● **TASK STATEMENT**: Scanning the entries below, copy every line that contains the word "trace".

--- SUPPLIED DATA Enclosed Below ---

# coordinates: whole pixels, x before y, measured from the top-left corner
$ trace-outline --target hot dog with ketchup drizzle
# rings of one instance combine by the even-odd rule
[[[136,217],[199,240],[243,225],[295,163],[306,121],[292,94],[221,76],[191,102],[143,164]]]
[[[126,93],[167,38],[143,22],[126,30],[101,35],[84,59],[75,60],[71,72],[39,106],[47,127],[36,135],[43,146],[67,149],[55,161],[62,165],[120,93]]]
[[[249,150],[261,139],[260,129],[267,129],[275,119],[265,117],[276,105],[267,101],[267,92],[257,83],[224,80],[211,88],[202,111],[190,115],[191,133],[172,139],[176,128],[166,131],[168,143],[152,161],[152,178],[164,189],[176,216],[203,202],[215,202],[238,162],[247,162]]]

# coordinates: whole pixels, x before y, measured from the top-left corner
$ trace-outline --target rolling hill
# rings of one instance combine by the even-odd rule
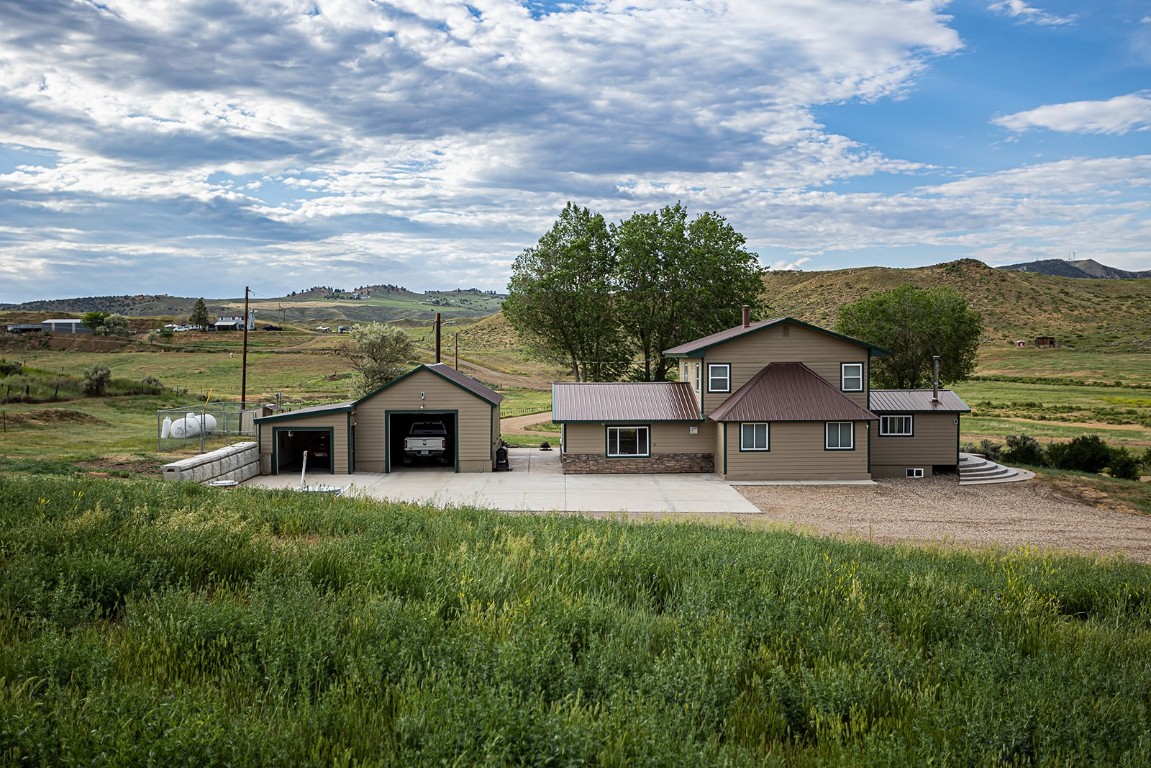
[[[1028,261],[1020,264],[1008,264],[1005,267],[999,267],[999,269],[1006,269],[1013,272],[1036,272],[1041,275],[1075,277],[1088,280],[1137,280],[1151,277],[1151,270],[1128,272],[1125,269],[1116,269],[1106,264],[1100,264],[1094,259],[1081,259],[1079,261],[1041,259],[1039,261]]]
[[[770,315],[826,328],[835,327],[844,304],[905,283],[958,291],[983,315],[985,343],[1055,336],[1083,349],[1151,349],[1151,279],[1072,279],[994,269],[974,259],[915,269],[770,272],[764,278]]]

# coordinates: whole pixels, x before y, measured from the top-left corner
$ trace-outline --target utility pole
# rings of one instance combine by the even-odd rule
[[[436,362],[440,362],[440,313],[436,313]]]
[[[248,407],[248,294],[251,289],[244,286],[244,355],[240,361],[240,410]],[[243,417],[241,416],[241,419]]]

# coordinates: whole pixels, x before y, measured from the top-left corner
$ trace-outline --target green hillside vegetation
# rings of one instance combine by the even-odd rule
[[[0,475],[43,765],[1138,765],[1151,568]]]
[[[774,316],[834,328],[839,307],[899,285],[946,286],[983,315],[985,346],[1054,336],[1079,350],[1151,351],[1151,280],[1082,280],[992,269],[972,259],[918,269],[769,272]]]

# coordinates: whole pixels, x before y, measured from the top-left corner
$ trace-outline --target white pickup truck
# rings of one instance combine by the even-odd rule
[[[404,438],[404,463],[412,459],[448,460],[448,428],[442,421],[417,421]]]

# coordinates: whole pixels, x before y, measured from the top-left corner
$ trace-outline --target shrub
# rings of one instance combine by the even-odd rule
[[[1107,474],[1120,480],[1138,480],[1139,463],[1139,458],[1126,448],[1112,448]]]
[[[164,391],[164,382],[155,376],[145,376],[140,382],[140,391],[146,395],[158,395]]]
[[[112,372],[108,370],[108,366],[103,363],[93,365],[84,371],[84,394],[99,397],[104,394],[104,390],[108,388],[108,382],[111,380]]]
[[[1001,454],[1009,464],[1030,464],[1043,466],[1043,446],[1030,435],[1008,435],[1007,449]]]
[[[1047,463],[1056,469],[1098,474],[1111,462],[1111,450],[1098,435],[1080,435],[1069,443],[1047,447]]]
[[[1151,448],[1143,451],[1143,458],[1140,459],[1140,463],[1143,464],[1144,469],[1151,469]]]
[[[10,363],[0,358],[0,377],[19,376],[22,373],[24,373],[24,365],[22,363],[16,361]]]
[[[991,461],[999,461],[999,454],[1003,451],[1003,446],[999,443],[992,442],[991,440],[980,440],[979,451],[986,458]]]

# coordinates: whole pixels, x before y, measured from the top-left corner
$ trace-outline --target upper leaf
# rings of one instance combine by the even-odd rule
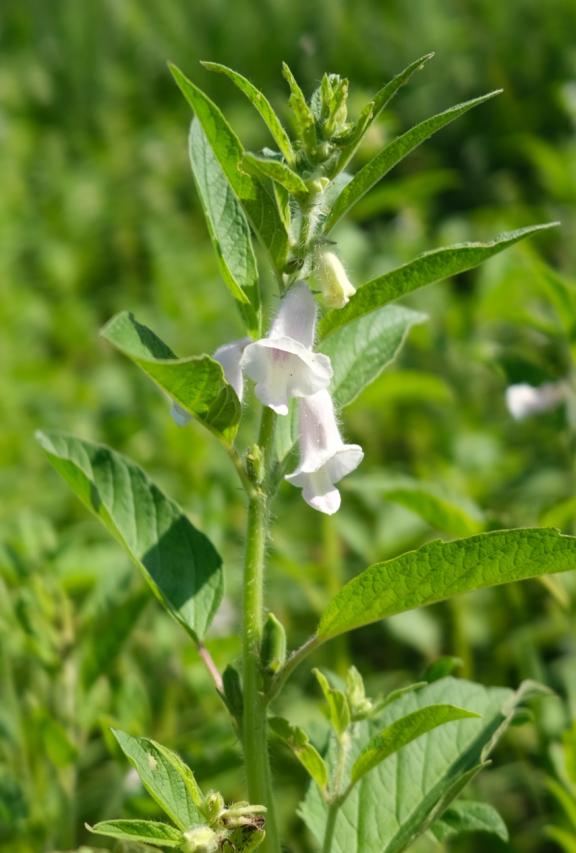
[[[116,314],[100,334],[218,438],[226,443],[234,439],[240,401],[226,382],[219,362],[209,355],[177,358],[151,329],[127,311]]]
[[[426,705],[424,708],[412,711],[386,726],[368,741],[352,765],[352,782],[357,782],[385,758],[437,726],[478,716],[473,711],[466,711],[455,705]]]
[[[252,227],[270,252],[276,267],[282,268],[288,251],[288,233],[276,204],[261,183],[238,168],[244,154],[242,143],[208,95],[188,80],[175,65],[170,65],[170,71],[202,125],[212,151]]]
[[[39,433],[56,470],[126,548],[169,612],[201,639],[223,594],[210,540],[129,459],[62,433]]]
[[[310,743],[304,729],[294,726],[283,717],[270,717],[270,729],[290,747],[294,755],[320,788],[328,785],[328,770],[318,750]]]
[[[360,317],[322,341],[320,350],[330,356],[334,371],[331,393],[338,408],[358,394],[397,356],[412,326],[423,323],[425,314],[389,305]]]
[[[576,569],[576,537],[526,528],[440,540],[375,563],[330,602],[318,626],[327,640],[394,613],[458,593]]]
[[[392,78],[385,86],[382,86],[381,89],[374,95],[372,100],[364,107],[362,113],[358,119],[358,121],[354,124],[354,127],[350,131],[350,136],[346,141],[346,144],[342,148],[342,152],[338,159],[338,165],[336,168],[336,172],[341,172],[342,169],[346,168],[346,164],[351,160],[354,156],[354,152],[358,148],[362,137],[370,127],[373,121],[375,121],[382,110],[384,110],[394,95],[398,92],[402,86],[408,82],[408,80],[412,77],[415,71],[421,71],[428,60],[432,59],[434,56],[433,53],[427,53],[425,56],[421,56],[420,59],[417,59],[415,62],[411,62],[403,71],[397,74]]]
[[[87,827],[96,835],[107,835],[120,841],[135,841],[152,847],[180,848],[183,836],[178,829],[155,820],[101,820]]]
[[[293,195],[307,195],[308,187],[292,169],[281,160],[258,157],[248,151],[240,161],[240,167],[249,175],[261,175],[270,178]]]
[[[260,289],[250,227],[197,118],[190,125],[188,151],[222,276],[246,328],[257,336],[261,330]]]
[[[146,737],[133,737],[118,729],[112,733],[150,796],[179,829],[203,823],[202,791],[175,752]]]
[[[363,317],[419,287],[473,269],[479,264],[514,245],[524,237],[556,226],[557,222],[530,225],[501,234],[487,243],[456,243],[441,249],[424,252],[413,261],[390,270],[360,287],[349,303],[339,310],[328,311],[319,324],[321,337]]]
[[[219,62],[202,62],[201,65],[203,65],[208,71],[216,71],[219,74],[224,74],[232,80],[236,86],[238,86],[240,91],[246,95],[252,106],[258,110],[266,124],[266,127],[272,134],[274,142],[286,158],[286,161],[291,164],[294,161],[294,150],[292,148],[292,143],[290,142],[290,137],[286,133],[282,122],[274,112],[272,104],[266,95],[257,89],[250,80],[247,80],[246,77],[239,74],[238,71],[234,71],[226,65],[221,65]]]
[[[379,154],[372,158],[359,172],[357,172],[352,180],[346,184],[338,198],[336,199],[330,213],[326,218],[324,231],[330,231],[350,208],[360,201],[362,196],[370,190],[375,183],[384,177],[397,163],[404,159],[411,151],[418,147],[426,139],[429,139],[432,134],[436,133],[441,128],[445,127],[450,122],[455,121],[461,115],[473,107],[483,104],[484,101],[490,100],[495,95],[499,95],[501,90],[489,92],[487,95],[482,95],[479,98],[474,98],[471,101],[466,101],[463,104],[456,104],[438,115],[431,116],[420,122],[415,127],[403,133],[397,139],[394,139],[387,145]]]

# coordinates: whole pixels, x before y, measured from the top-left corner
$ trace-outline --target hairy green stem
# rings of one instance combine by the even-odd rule
[[[262,453],[262,471],[258,487],[249,495],[246,554],[244,561],[244,714],[243,742],[246,778],[250,802],[264,805],[266,840],[262,851],[279,853],[280,839],[276,825],[270,763],[266,701],[260,665],[260,646],[264,622],[264,568],[268,529],[267,472],[272,454],[275,415],[270,409],[262,412],[258,444]]]
[[[344,773],[346,772],[346,761],[348,759],[348,750],[350,748],[350,735],[344,732],[338,739],[338,762],[332,782],[332,798],[328,807],[328,816],[326,818],[326,828],[324,829],[324,841],[322,843],[322,853],[330,853],[332,849],[332,841],[334,839],[334,830],[336,829],[336,819],[340,806],[350,793],[350,788],[347,788],[344,794],[341,794],[342,783],[344,781]]]

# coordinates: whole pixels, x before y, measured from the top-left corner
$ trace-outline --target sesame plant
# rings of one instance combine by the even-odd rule
[[[273,147],[256,153],[244,149],[200,88],[171,69],[194,113],[192,174],[245,336],[217,342],[213,355],[180,357],[130,313],[115,316],[102,334],[167,396],[177,424],[192,430],[196,421],[210,431],[245,492],[240,662],[221,672],[205,645],[225,580],[207,536],[114,450],[63,433],[43,432],[39,440],[195,644],[242,747],[246,799],[226,803],[219,792],[203,791],[193,768],[167,746],[115,730],[166,821],[112,818],[91,827],[96,834],[187,853],[293,849],[276,815],[274,738],[309,776],[299,813],[323,853],[397,853],[424,833],[444,840],[482,829],[506,838],[493,807],[459,797],[519,706],[543,689],[538,685],[488,688],[452,677],[445,661],[424,681],[370,697],[354,667],[345,679],[314,670],[326,715],[320,738],[275,707],[294,670],[342,634],[469,590],[576,568],[576,538],[552,529],[491,530],[369,566],[340,589],[299,648],[291,648],[266,605],[267,552],[282,524],[281,512],[271,510],[278,492],[296,488],[308,512],[332,515],[341,504],[339,481],[370,464],[346,441],[339,420],[424,319],[391,303],[550,227],[434,249],[358,287],[349,280],[333,237],[342,217],[428,137],[498,94],[425,119],[349,173],[373,122],[430,58],[383,86],[355,119],[348,117],[347,80],[325,74],[307,99],[284,65],[292,136],[251,82],[204,63],[235,84],[265,123]],[[258,263],[267,265],[265,275]],[[258,432],[246,439],[239,426],[252,423],[254,408]]]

--- End of Enclosed SUPPLIED DATA ---

● **RESPONSE TO THIS TASK**:
$ trace-outline --target hot dog with ketchup drizzle
$ trace-outline --target rolling hill
$ trace-outline --target utility pole
$ trace-outline --target green hillside vegetation
$ trace-outline --target white pickup truck
$ trace-outline --target shrub
$ trace-outline --target upper leaf
$ trace-outline --target hairy green stem
$ trace-outline --target sesame plant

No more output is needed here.